A Bir, H Yakhlef*, F Ghozlane, T Madani et M Marie

Département des Sciences, Université Ferhat Abbas, Sétif
biranour@yahoo.fr
ENSA, Département de Zootechnie, El- Harrach, Alger, Algérie
* URAFP, Nancy - Université, ENSAIA, B.P172, 54505 Vandoeuvre lès Nancy, France

Résumé

Cette  étude consiste à évaluer le niveau  de durabilité des exploitations agricoles laitières dans le contexte semi aride des hautes plaines Sétifiennes. Elle s'est déroulée entre Mars et  Mai 2007.  Elle repose sur un essai de transposition ou d’adaptation des indicateurs de la méthode IDEA (Indicateurs de Durabilité des Exploitations Agricoles). L’étude a été réalisée sur 48 exploitations réparties d’une manière homogène sur les trois zones bioclimatiques de la région (semi aride supérieur, semi aride central et semi aride inférieur).

L’analyse de la durabilité des exploitations laitières montre une grande diversité  de résultats  quels  que  soient  le type  d’exploitations,  la région ou la spécificité de production. 

 

Les résultats relatifs à l’évaluation de la durabilité permettent de mettre en évidence un niveau élevé pour la durabilité agro écologique, moyen pour la durabilité économique et faible pour la durabilité socio territoriale.  La méthode IDEA modifiée fournit une image globalement représentative de la durabilité de l'agriculture algérienne et pourrait donc servir à identifier les systèmes de production les plus "durables".

Mots clés: agriculture, développement durable, lait, Sétif



Sustainability of the agropastoral bovine systems in the semi arid area of setifian higher plains (Algeria)

Abstract

The study aims to estimate the level of sustainability of the dairy farms in the semi arid context of Setif. It took place between March and May 2007. It is based an trail of transposition or of adaptation of the IDEA method (farms sustainable indicators). The study was carried out on forty eight farms distributed in a homogeneous way on three bioclimatic areas (superior semi-arid, medium semi-arid and inferior semi-arid).
 

The analysis of sustainability of the dairy farms of the semi-arid area of Setif, shows a great diversity of results elsewhere the type of farms, the area or the specificity of production. The results related to the assessment of the sustainability make possible to highlight a high level for the agroecologic sustainability, medium for the economical sustainability and weak for the socioterritorial sustainability.  The modified IDEA method give a representative picture of the sustainability of Algerian agriculture and serves atoll to identify the most sustainable of farming systems.

- [Lignes]:

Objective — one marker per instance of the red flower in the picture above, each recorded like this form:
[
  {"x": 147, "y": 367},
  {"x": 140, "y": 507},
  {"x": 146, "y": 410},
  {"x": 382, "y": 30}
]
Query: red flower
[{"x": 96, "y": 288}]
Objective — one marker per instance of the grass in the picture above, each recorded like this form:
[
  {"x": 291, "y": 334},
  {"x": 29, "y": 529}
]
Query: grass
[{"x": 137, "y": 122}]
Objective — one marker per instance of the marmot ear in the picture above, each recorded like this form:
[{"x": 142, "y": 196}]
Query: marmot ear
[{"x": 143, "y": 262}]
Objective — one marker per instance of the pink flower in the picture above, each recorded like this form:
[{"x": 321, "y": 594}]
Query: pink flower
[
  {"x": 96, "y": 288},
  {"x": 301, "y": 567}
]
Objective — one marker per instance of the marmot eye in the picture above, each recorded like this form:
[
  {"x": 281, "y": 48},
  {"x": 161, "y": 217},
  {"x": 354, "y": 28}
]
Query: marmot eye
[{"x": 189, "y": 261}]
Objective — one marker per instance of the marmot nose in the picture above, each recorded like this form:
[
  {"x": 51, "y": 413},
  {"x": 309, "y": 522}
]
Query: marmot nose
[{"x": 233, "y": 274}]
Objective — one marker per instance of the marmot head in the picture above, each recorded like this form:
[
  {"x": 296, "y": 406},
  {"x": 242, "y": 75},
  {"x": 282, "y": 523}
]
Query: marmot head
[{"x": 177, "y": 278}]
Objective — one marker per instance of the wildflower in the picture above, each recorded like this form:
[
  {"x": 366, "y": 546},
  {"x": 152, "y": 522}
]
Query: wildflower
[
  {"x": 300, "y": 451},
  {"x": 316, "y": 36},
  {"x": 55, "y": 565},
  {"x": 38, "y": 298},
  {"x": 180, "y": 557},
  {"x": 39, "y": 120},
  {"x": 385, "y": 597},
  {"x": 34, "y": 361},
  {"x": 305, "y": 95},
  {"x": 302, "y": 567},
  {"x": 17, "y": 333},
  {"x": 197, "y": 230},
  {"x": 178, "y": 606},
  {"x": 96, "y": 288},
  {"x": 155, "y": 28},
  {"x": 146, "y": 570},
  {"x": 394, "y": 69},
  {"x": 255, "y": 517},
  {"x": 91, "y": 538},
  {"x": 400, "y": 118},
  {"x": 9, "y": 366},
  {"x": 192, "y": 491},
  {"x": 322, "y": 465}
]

- [Consigne 1]: Reproduisez le passage de l'extrait sur la durabilité des exploitations laitières qui commence par "Cette  étude consiste" et se termine par "spécificité de production.".
- [Consigne 2]: Poursuivez le texte sur la durabilité des exploitations laitières des hautes plaines sétifiennes à partir de sa dernière phrase.

- [Réponse 1]:
Cette  étude consiste à évaluer le niveau  de durabilité des exploitations agricoles laitières dans le contexte semi aride des hautes plaines Sétifiennes. Elle s'est déroulée entre Mars et  Mai 2007.  Elle repose sur un essai de transposition ou d’adaptation des indicateurs de la méthode IDEA (Indicateurs de Durabilité des Exploitations Agricoles). L’étude a été réalisée sur 48 exploitations réparties d’une manière homogène sur les trois zones bioclimatiques de la région (semi aride supérieur, semi aride central et semi aride inférieur).

L’analyse de la durabilité des exploitations laitières montre une grande diversité  de résultats  quels  que  soient  le type  d’exploitations,  la région ou la spécificité de production.

- [Réponse 2]:
Keys words: agriculture, milk, Setif, sustainable development


Introduction

En Algérie, l’agriculture et particulièrement le secteur laitier constituent l’une des priorités des programmes de développement économique et social. Couvrir le déficit en protéines animales au niveau national sans augmenter l’importation tout en évitant l’apparition de problèmes intervenus en pays développés à l’aide de l’innovation technique visant l’amélioration des performances économiques et productives des troupeaux, consiste à fixer des objectifs qui prennent en compte une amélioration globale de ce secteur tant au niveau économique, social qu’environnemental. Pour atteindre ces objectifs, le concept de durabilité développé au  cours des deux dernières décennies et utilisant d’une manière intégrale les trois composantes du développement durable peut être une solution efficace tant au niveau de l’exploitation qu’au niveau des décideurs. Cette étude consiste à caractériser, en s’inspirant de la méthode IDEA (Vilain, 2003), l’intérêt de l’amélioration de la durabilité  de l’élevage bovin laitier en zone semi aride algérienne.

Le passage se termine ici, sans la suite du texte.